SOURCE TEXT:
-- Begin --
Last week, the American Bar Association’s (“ABA”) Standing Committee on Ethics and Professional Responsibility (the “Committee”) issued Formal Opinion 483 (the “Opinion”) that sets forth the ABA’s opinion concerning the need for lawyers to notify clients of data breaches affecting client confidential data. The opinion outlines certain “reasonable” steps the ABA believes lawyers should take in the context of a data breach in order to meet the obligations set forth in the ABA’s Model Rules of Professional Conduct. This opinion builds on Formal Opinion 477R that the ABA published in May 2017, which focused upon lawyers’ need to secure protected client information when using electronic communications.

The Opinion outlines the present reality that all organizations are likely to be targets for cyber incidents, but particularly law firms, which regularly serve as custodians of highly sensitive client information. The Opinion further highlights several recent data incidents and articles explaining that law firms are specifically targeted for information to exploit in insider trading schemes.

Overall, the Opinion identifies six ABA Model Rules that might be implicated in the context of a data breach:

  • Model Rule 1.1: Requires lawyers to “provide competent representation to a client,” including exercising the requisite “legal knowledge, skill, thoroughness and preparation reasonably necessary for the representation.”
  • Model Rule 1.4: Requires, among other things, that lawyers “keep the client reasonably informed about the status of the matter” and to explain matters “to the extent reasonably necessary to permit a client to make an informed decision regarding the representation.”
  • Model Rule 1.6: Requires that lawyers “not reveal information relating to the representation of a client unless the client gives informed consent” and “make reasonable efforts to prevent the inadvertent or unauthorized disclosure of, or unauthorized access to, information relating to the representation of a client.”
  • Model Rule 1.15: Requires lawyers to “appropriately safeguard” clients’ documents and property.
  • Model Rule 5.1: Requires that lawyers with “managerial authority in a law firm . . . make reasonable efforts to ensure that the firm has in effect measures giving reasonable assurance that all lawyers in the firm conform to the Rules of Professional Conduct.”
  • Model Rule 5.3: requires that lawyers in supervisory capacities “make reasonable efforts to ensure that [any non-lawyer’s] conduct is compatible with the professional obligations of the lawyer.”

While the Opinion focuses on the obligations that are triggered by, and therefore arise following, a data breach, it also discusses routine practices that will help lawyers comply with their ethical obligations. We have outlined several of the key issues and advice presented in the Opinion below:

Key issues

Definition of a “Data Breach”
-- End --
DATA EXCERPT:
-- Begin --
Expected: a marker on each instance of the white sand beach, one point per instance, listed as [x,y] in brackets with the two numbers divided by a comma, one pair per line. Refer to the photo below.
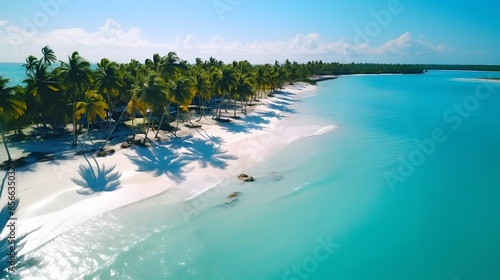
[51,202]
-- End --
EXERCISES:
1/ In the text on ABA Formal Opinion 483, which earlier formal opinion does the Opinion build on, and when was it published?
2/ Resume the text on ABA Formal Opinion 483 from its last line.
The data has no part in this.

ANSWERS TO THE EXERCISES:
1/ Formal Opinion 477R, published in May 2017.

2/
The Opinion defines a “data breach” as “a data event where material client confidential information is misappropriated, destroyed or otherwise compromised, or where a lawyer’s ability to perform the legal services for which the lawyer is hired is significantly impaired by the episode.” This definition is significant for several reasons. First, the definition includes only those incidents that misappropriate, destroy or otherwise compromise confidential client information or impair the lawyer’s ability to perform legal services. As the Opinion itself acknowledges, “[n]ot every cyber episode experienced by a lawyer is a data breach that triggers the obligations described in this [O]pinion” and explains that there are many cyber events that occur daily in lawyers’ offices, that do not rise to the level of a “data breach.”

The definition also differentiates between the scope of this definition and those found in applicable federal regulations and most state breach notification laws. As the Opinion points out, there are potentially both federal and state breach notification laws that require private or governmental entities to notify individuals of breaches involving loss or disclosure of personally identifiable information. These laws typically specify who must comply with the law, define “personal information,” define what constitutes a breach, and provide requirements for notice.

Because the triggers for notification under a lawyer’s ethical obligations are likely to vary greatly from the triggers for state and federal breach notification laws, it is likely that a particular data incident could trigger a lawyer’s ethical notification obligations, but not personal information breach notification laws (although it is also possible that both sets of obligations could be triggered for a single breach affecting client data retained by a lawyer).

Obligations Triggered by the Duty of Competence

As outlined above, Model Rule 1.1 requires that lawyers “provide competent representation to a client,” which requires the exercise of the “legal knowledge, skill, thoroughness and preparation reasonably necessary for the representation.” The ABA’s comments to Model Rule 1.1 make clear that part of this duty of competence requires that lawyers keep abreast of changes in the law and its practice, including the benefits and risks associated with relevant technology. As part of this obligation, the ABA has opined that “lawyers necessarily need to understand basic features of relevant technology . . . . For example, a lawyer would have difficulty providing competent legal services in today’s environment without knowing how to use email or create an electronic document.” Depending on the size and level of sophistication of the firm, this may implicate the lawyers themselves, other non-lawyer staff, or both. Because of this potential scope, the duty of competence as it relates to technical expertise and aptitude, might also implicate Model Rules 5.1 and 5.3, which address oversight of other lawyers and non-lawyers.

Specifically, the Opinion sets forth several actions relating to data breaches that might be required to satisfy competence duties, including monitoring for incidents, taking appropriate containment and remediation steps, and appropriately investigating the incident.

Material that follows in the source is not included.